• [EXERCISE REQUIREMENTS]
Transcribe, without alteration, the line that includes "Target: countertop overhang" and each line after it until the records end, omitting all that precede it.
·····
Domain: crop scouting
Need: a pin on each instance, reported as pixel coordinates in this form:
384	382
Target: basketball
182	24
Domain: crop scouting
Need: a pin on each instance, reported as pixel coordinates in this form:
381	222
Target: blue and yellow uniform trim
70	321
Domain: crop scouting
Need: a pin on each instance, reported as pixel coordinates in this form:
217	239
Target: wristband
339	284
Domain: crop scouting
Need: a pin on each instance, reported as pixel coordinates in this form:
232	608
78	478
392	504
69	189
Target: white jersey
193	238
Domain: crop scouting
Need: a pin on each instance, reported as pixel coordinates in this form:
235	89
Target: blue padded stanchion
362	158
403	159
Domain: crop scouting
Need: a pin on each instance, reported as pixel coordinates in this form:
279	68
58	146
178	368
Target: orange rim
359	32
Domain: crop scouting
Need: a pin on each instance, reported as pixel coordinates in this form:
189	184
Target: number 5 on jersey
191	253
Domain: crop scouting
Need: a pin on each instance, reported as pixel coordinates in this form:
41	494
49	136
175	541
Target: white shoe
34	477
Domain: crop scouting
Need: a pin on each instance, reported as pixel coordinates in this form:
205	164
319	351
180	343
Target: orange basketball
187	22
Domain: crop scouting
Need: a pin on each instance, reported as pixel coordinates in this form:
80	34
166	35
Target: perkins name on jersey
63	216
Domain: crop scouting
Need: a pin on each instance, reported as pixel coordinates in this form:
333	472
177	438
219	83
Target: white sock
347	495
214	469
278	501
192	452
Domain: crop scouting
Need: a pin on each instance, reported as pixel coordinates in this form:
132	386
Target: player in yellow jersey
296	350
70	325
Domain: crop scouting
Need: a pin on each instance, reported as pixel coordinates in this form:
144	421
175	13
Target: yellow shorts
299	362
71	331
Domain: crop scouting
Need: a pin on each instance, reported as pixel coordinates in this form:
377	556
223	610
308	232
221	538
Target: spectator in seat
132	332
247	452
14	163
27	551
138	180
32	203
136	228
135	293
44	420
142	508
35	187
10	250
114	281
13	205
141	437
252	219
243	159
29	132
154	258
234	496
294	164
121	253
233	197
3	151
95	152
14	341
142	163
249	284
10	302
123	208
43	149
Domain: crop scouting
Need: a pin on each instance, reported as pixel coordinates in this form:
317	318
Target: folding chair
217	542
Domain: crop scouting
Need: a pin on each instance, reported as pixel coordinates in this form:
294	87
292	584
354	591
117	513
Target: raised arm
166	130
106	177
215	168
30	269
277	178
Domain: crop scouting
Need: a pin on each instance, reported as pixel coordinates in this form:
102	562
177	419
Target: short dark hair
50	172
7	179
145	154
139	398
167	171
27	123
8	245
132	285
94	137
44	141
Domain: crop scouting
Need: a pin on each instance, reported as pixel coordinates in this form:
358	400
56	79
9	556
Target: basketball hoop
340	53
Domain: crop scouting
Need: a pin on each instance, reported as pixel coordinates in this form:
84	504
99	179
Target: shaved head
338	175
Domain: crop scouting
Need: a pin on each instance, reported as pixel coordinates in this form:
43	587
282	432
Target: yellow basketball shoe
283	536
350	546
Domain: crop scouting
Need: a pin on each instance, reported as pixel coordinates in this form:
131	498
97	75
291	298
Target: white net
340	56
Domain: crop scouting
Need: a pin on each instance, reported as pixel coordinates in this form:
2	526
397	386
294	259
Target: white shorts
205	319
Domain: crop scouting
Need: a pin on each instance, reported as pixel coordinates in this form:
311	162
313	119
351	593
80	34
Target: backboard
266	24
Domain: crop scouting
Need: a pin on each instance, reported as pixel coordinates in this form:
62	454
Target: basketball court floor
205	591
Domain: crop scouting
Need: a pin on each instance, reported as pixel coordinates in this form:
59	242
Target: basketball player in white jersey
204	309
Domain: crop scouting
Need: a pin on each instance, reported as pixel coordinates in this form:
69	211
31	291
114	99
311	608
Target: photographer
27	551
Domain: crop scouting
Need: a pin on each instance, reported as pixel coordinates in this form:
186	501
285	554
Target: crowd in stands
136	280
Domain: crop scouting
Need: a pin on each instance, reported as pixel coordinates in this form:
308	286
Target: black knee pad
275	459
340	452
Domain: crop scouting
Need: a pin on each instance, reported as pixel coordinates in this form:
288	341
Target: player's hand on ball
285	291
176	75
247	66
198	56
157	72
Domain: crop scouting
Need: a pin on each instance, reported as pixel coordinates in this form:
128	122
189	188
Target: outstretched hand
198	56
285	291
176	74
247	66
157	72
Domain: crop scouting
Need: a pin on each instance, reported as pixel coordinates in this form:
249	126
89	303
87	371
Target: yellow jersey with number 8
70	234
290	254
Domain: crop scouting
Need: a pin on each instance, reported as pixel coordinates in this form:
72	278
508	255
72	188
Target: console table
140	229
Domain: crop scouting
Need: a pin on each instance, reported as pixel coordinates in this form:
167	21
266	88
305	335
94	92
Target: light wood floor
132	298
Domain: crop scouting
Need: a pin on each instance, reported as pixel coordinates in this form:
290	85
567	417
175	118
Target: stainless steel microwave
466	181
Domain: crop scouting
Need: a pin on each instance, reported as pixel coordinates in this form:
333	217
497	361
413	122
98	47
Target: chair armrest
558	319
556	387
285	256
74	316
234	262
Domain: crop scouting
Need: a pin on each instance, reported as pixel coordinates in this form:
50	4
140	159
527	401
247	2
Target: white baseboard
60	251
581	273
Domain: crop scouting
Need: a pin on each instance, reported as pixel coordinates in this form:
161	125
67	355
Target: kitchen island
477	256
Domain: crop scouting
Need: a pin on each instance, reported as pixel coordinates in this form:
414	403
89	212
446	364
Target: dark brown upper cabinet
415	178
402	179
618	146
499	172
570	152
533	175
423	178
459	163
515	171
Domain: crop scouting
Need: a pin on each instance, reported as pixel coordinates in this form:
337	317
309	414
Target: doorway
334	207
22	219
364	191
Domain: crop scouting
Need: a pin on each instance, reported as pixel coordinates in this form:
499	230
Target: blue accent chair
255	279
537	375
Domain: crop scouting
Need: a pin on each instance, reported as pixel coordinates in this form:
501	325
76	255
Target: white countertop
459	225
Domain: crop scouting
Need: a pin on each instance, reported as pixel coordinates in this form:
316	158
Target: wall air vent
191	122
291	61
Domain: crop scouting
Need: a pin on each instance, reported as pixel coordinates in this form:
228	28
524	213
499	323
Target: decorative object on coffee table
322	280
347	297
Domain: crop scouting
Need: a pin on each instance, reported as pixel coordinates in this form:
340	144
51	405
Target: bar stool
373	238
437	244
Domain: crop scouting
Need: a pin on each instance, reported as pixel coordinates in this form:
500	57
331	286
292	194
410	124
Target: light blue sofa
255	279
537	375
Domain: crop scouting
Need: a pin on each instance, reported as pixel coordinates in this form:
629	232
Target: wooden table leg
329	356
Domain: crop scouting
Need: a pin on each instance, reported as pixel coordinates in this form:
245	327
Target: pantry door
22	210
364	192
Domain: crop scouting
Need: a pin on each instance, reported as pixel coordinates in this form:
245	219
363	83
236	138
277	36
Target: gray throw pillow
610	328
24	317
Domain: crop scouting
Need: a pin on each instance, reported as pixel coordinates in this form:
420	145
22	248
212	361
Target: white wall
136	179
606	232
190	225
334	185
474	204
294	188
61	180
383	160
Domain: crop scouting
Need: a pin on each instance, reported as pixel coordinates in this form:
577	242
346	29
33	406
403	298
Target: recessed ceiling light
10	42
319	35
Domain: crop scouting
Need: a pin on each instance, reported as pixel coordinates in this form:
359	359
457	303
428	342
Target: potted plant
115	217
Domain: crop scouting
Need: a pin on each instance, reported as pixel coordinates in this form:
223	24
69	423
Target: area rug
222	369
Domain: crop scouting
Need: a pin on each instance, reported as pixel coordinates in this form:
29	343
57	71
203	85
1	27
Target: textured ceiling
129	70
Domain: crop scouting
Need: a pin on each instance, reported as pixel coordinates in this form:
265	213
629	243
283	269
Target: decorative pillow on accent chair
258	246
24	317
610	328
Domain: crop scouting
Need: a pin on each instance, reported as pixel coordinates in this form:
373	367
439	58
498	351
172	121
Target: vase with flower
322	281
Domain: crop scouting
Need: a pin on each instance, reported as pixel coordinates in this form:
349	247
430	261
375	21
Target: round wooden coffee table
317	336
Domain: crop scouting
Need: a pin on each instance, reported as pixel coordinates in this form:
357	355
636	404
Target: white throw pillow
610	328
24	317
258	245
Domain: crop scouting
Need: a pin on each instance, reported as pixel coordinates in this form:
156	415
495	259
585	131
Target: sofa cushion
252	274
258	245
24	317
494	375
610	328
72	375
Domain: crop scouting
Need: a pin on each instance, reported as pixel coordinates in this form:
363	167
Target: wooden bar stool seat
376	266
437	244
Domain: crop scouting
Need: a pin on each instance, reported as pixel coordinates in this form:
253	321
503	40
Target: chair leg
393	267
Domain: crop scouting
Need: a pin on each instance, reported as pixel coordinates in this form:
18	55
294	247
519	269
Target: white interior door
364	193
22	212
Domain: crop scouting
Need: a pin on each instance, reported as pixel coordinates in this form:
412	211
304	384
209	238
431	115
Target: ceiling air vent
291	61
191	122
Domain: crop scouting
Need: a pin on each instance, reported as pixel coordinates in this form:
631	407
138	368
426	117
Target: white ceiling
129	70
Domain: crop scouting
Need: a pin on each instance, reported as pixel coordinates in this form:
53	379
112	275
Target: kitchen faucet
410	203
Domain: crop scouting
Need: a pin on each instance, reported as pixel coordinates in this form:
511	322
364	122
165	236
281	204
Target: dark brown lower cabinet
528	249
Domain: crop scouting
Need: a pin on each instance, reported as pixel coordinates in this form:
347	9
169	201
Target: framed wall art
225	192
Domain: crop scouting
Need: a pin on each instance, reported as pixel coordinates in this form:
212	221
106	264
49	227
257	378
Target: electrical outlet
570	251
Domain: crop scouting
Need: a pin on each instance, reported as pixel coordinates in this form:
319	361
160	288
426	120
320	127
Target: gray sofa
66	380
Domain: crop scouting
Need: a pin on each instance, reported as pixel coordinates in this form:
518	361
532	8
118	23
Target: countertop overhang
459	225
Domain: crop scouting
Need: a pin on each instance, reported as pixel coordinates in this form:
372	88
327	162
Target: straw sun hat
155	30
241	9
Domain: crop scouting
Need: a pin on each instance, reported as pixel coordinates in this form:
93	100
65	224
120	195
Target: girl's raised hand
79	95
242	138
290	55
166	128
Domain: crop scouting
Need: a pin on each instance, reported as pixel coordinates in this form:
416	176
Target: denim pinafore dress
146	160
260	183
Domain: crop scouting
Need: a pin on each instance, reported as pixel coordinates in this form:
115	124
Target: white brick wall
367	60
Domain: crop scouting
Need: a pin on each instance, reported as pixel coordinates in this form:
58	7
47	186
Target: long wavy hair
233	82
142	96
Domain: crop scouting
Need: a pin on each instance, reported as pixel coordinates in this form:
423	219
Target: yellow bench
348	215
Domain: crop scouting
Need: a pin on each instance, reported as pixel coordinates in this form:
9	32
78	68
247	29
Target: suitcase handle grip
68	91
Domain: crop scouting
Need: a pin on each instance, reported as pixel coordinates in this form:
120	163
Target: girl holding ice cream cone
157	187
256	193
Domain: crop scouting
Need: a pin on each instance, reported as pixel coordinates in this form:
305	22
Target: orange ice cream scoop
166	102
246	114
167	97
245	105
·····
• [REPLY TO THE EXERCISE]
Target: countertop overhang
459	225
Domain: crop scouting
Need: a pin on each instance, reported as pixel coordinates in this form:
372	88
327	162
Target: straw sun hat
155	30
241	9
Domain: crop scouting
Need: a pin on each instance, reported as pixel coordinates in this form:
93	100
65	224
120	195
Target: girl's raised hand
79	95
242	138
290	55
166	128
Domain: crop scouting
Need: a pin on each instance, reported as pixel coordinates in this form:
416	176
Target: denim pinafore dress
146	160
260	183
Domain: crop scouting
Need: a pin on each instance, reported as pixel coordinates in this form:
115	124
Target: white brick wall
367	60
Domain: crop scouting
Need: a pin on each instance, reported as pixel coordinates in this form:
58	7
47	186
Target: long wavy hair
233	82
142	96
Domain: crop scouting
Need: a pin on each instance, reported as pixel coordinates in this form:
423	219
Target: yellow bench
348	215
Domain: crop scouting
Need: a pin on each instance, reported as pixel coordinates in this form:
9	32
78	68
247	29
Target: suitcase handle grip
68	91
Domain: crop scouting
Need: a pin on each instance, reported as pixel coordinates in this form:
120	163
Target: girl holding ice cream cone
157	187
256	193
Domain: crop scouting
Need: a pin on each instance, reported as pixel coordinates in this form:
305	22
Target: orange ice cream scoop
166	102
246	114
167	97
245	105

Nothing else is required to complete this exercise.